───── DATASET RECORDS ─────

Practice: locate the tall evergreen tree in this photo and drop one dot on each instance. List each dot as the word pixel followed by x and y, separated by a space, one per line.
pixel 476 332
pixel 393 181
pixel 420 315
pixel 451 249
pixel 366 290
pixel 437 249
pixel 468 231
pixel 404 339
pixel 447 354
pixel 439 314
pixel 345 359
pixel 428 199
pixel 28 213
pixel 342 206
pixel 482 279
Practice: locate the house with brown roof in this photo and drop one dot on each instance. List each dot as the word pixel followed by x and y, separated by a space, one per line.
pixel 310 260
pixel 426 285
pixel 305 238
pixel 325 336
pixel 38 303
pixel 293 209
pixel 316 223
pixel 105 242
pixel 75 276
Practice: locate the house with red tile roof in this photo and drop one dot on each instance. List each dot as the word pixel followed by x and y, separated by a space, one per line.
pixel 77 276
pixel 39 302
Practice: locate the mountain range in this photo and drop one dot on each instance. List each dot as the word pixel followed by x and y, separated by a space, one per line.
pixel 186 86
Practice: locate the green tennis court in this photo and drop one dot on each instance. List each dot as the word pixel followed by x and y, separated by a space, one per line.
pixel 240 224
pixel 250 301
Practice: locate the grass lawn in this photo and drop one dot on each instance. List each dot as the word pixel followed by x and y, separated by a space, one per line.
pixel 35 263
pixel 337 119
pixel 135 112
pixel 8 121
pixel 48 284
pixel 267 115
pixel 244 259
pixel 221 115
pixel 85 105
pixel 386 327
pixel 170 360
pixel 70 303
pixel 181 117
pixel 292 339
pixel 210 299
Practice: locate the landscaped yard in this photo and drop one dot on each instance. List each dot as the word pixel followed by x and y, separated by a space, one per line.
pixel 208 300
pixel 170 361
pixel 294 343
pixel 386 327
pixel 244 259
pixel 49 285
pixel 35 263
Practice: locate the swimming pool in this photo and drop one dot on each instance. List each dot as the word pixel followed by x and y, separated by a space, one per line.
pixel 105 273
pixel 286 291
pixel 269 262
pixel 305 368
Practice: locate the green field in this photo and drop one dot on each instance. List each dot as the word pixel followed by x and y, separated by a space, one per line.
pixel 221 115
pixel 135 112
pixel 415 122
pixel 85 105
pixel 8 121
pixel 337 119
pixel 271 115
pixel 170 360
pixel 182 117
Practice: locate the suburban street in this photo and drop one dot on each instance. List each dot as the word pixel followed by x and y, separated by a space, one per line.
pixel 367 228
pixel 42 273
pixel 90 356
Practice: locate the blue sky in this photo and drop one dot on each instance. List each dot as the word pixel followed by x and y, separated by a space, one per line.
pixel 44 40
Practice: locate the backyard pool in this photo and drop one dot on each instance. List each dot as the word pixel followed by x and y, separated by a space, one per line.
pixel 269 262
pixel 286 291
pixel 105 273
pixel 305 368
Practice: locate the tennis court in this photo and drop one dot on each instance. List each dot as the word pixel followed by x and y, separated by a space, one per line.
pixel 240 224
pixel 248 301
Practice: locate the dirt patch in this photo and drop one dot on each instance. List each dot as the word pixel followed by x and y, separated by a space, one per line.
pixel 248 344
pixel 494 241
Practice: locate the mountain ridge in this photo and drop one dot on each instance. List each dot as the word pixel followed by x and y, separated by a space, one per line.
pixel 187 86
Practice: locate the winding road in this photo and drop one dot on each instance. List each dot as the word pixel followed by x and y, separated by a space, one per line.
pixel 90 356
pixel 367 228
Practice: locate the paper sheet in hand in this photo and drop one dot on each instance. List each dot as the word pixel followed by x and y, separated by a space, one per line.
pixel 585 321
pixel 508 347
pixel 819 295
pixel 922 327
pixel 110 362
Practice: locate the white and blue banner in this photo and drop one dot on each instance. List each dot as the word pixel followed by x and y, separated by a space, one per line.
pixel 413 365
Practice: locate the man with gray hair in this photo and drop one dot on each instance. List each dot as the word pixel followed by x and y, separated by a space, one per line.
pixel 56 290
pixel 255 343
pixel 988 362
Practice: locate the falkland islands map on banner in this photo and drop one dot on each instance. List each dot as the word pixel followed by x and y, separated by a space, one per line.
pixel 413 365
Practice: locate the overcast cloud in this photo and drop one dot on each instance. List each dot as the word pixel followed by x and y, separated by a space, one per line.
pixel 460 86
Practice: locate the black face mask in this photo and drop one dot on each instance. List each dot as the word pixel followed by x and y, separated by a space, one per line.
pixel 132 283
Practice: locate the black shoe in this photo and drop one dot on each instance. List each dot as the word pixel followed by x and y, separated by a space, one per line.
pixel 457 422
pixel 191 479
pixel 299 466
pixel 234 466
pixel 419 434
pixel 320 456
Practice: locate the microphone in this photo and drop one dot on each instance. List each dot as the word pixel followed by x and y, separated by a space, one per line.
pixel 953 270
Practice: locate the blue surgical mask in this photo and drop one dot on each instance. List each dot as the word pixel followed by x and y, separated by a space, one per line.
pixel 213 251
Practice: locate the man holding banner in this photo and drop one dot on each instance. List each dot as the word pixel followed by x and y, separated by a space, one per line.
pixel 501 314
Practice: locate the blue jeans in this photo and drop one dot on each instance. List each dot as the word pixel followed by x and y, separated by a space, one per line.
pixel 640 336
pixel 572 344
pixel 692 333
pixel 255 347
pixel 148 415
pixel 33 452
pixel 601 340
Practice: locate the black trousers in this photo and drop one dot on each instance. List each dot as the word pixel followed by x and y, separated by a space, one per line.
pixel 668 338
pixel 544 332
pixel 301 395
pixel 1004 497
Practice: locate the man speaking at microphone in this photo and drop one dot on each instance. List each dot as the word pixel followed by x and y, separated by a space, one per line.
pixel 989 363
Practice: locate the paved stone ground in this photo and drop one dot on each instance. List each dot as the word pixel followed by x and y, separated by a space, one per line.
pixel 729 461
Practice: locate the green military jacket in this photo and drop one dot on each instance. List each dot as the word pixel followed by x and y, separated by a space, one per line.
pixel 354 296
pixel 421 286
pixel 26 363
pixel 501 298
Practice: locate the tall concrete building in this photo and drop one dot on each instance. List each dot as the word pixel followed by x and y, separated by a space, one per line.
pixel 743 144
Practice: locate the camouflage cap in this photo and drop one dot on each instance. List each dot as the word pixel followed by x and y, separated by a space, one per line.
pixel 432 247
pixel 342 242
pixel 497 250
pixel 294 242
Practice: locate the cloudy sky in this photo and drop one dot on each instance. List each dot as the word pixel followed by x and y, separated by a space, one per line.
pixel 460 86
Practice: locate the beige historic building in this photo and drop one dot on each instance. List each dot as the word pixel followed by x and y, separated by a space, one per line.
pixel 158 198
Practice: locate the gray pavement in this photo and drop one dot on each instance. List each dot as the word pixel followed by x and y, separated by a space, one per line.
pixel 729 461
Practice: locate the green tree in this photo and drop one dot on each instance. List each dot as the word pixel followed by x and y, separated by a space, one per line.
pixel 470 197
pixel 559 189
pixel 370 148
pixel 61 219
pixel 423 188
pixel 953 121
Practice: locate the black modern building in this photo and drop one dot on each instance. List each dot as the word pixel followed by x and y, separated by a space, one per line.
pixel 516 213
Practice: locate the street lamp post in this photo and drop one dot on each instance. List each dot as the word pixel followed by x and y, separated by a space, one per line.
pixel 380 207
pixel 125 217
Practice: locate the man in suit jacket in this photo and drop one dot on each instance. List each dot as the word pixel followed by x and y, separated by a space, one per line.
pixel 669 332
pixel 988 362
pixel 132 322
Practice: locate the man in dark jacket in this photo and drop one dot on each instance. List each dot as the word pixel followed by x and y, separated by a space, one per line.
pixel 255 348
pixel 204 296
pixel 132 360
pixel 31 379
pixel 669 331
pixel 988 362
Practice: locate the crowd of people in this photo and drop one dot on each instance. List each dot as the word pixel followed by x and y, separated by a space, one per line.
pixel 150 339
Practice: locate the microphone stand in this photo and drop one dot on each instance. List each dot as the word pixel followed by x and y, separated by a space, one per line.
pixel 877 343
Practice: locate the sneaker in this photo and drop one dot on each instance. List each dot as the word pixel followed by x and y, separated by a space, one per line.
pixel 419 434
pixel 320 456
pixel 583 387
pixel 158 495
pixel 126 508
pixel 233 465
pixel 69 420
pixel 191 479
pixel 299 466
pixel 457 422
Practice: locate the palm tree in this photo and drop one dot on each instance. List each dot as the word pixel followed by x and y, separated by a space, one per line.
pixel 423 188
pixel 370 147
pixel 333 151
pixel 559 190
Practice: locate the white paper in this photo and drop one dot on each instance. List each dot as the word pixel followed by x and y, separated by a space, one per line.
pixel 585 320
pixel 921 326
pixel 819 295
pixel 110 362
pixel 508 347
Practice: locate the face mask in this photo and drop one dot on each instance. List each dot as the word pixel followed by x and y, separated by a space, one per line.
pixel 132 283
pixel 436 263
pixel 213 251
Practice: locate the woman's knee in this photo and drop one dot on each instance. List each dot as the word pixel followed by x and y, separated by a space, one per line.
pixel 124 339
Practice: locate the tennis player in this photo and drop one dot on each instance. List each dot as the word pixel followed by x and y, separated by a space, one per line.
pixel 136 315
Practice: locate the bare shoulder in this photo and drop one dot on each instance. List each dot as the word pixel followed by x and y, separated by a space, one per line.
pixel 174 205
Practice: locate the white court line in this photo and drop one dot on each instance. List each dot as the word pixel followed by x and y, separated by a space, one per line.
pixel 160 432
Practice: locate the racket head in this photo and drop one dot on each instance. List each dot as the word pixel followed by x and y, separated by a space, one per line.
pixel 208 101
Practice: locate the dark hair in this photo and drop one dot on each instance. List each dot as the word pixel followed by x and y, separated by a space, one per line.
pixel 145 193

─────

(INSTRUCTION)
Put the lines from the one containing "Practice: locate the microphone in" up to and including the one containing "pixel 953 270" into a Markdown table with two columns: No., holding a running number, and Text, holding the line. Omit blank lines.

(ANSWER FOR THIS EXERCISE)
| No. | Text |
|---|---|
| 1 | Practice: locate the microphone in this photo and drop one dot on each instance. List each dot as the word pixel followed by x and y, separated by a space, one per line. |
| 2 | pixel 953 270 |